## Work to be completed
List every organization and person named in the passage below about Calydon's immunoassay.

## Selected extract
-------
As part of a Phase I clinical trial protocol that Calydon has reviewed with FDA, the company's rapid immunoassay will be used to screen prostate cancer patients being considered for intravenous treatment with an experimental, adenovirus-based therapeutic drug. Patients are currently being recruited at three academic medical centers.
"This immunoapheresis technology," Calydon's Henderson concluded, "will create a window of therapeutic opportunity by transiently removing high levels of pre-existent antibody, thus allowing safe and predictable human clinical trials of intravenously administered adenovirus for human gene and anti-cancer therapies."
-------
## Study material
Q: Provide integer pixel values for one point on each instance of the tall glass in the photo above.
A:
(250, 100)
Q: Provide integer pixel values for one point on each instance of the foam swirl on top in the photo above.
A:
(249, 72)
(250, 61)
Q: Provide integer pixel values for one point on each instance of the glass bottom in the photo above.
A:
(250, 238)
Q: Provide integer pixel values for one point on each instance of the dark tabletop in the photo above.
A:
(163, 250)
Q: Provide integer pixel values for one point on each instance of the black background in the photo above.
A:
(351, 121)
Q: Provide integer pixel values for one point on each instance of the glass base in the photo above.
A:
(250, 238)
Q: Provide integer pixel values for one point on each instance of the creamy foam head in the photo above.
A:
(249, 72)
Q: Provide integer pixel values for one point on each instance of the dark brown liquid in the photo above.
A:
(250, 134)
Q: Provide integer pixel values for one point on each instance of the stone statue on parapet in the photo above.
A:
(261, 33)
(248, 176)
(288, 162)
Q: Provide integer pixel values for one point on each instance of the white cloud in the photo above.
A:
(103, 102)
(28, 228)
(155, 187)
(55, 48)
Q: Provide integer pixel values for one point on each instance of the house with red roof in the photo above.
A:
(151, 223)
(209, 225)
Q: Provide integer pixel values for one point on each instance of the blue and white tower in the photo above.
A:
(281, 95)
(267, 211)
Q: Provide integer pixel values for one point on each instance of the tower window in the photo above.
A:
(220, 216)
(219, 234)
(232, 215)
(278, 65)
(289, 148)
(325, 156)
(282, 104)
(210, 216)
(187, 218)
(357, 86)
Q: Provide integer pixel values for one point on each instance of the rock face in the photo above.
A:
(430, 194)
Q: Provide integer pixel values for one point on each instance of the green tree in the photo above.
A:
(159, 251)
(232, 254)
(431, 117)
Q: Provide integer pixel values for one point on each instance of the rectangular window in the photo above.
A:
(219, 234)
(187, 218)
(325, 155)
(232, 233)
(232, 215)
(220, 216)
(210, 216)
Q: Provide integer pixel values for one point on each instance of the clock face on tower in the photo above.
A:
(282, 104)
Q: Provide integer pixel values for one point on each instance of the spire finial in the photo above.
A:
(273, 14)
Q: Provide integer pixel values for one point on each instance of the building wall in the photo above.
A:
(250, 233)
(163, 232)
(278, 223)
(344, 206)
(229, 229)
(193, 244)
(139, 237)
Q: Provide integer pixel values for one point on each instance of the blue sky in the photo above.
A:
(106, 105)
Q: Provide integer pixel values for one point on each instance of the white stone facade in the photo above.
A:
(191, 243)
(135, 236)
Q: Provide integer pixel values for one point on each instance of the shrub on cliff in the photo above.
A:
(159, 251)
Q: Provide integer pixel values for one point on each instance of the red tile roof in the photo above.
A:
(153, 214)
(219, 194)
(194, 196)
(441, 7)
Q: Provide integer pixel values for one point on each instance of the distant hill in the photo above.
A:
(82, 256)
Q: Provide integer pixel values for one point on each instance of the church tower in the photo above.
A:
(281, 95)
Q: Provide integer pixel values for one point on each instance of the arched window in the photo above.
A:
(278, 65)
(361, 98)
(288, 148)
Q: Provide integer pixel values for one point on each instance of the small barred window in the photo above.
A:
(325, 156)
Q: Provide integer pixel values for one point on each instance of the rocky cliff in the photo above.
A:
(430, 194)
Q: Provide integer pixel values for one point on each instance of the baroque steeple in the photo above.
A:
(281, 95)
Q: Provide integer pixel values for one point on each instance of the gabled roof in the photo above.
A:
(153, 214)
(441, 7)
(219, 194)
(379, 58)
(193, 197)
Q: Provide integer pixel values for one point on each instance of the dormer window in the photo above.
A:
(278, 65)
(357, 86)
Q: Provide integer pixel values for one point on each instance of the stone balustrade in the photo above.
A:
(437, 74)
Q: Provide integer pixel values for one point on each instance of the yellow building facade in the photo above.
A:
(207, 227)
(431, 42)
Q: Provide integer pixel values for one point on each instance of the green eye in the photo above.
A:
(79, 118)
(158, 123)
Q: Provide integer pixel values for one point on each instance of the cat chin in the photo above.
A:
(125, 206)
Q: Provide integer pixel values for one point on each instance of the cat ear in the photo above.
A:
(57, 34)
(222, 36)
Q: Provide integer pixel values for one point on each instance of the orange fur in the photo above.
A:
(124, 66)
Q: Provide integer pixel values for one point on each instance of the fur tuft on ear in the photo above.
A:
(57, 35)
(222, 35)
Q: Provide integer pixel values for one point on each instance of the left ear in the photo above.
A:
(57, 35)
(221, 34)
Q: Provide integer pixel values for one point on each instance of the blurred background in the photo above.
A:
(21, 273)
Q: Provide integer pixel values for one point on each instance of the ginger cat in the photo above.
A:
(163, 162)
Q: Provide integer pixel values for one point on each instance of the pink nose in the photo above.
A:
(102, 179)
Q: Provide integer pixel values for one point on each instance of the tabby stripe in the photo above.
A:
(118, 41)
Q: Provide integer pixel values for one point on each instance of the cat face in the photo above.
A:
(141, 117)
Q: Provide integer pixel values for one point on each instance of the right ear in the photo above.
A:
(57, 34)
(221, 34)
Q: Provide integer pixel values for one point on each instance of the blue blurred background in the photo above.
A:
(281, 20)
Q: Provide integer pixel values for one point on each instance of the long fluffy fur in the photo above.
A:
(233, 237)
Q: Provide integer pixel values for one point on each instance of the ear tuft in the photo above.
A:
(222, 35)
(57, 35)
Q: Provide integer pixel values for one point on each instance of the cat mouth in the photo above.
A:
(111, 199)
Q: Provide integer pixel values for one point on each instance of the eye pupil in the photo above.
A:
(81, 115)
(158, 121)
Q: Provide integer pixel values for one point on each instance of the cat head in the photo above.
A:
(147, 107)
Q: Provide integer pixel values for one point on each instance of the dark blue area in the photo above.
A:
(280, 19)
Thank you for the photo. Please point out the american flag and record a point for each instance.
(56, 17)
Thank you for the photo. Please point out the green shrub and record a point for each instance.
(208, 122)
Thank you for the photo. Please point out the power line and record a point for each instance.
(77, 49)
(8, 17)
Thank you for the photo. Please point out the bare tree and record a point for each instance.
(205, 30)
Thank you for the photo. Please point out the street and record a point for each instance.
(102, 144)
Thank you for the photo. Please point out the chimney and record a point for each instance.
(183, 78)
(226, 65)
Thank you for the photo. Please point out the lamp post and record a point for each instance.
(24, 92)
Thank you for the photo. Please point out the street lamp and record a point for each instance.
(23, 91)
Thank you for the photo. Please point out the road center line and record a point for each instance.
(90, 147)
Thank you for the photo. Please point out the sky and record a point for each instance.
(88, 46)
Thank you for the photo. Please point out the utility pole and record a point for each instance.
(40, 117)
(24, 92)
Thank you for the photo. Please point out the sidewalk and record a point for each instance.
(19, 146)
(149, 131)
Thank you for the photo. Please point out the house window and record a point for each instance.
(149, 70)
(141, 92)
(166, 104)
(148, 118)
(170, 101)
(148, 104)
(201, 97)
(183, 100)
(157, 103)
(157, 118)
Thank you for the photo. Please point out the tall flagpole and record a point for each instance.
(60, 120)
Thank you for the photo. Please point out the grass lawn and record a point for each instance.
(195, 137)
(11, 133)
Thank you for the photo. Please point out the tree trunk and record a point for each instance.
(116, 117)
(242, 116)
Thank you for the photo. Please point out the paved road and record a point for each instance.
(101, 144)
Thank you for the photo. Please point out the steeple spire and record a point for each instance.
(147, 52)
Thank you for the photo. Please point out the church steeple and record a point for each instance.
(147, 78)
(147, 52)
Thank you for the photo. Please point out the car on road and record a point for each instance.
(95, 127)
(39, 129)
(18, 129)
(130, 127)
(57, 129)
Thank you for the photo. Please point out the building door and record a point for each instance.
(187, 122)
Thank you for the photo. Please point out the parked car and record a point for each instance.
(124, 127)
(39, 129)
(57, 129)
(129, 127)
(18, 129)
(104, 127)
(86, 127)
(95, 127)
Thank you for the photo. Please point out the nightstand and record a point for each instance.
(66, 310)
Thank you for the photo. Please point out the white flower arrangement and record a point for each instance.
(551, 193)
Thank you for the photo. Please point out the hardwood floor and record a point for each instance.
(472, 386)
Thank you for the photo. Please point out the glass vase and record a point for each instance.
-------
## Your solution
Calydon, FDA, Henderson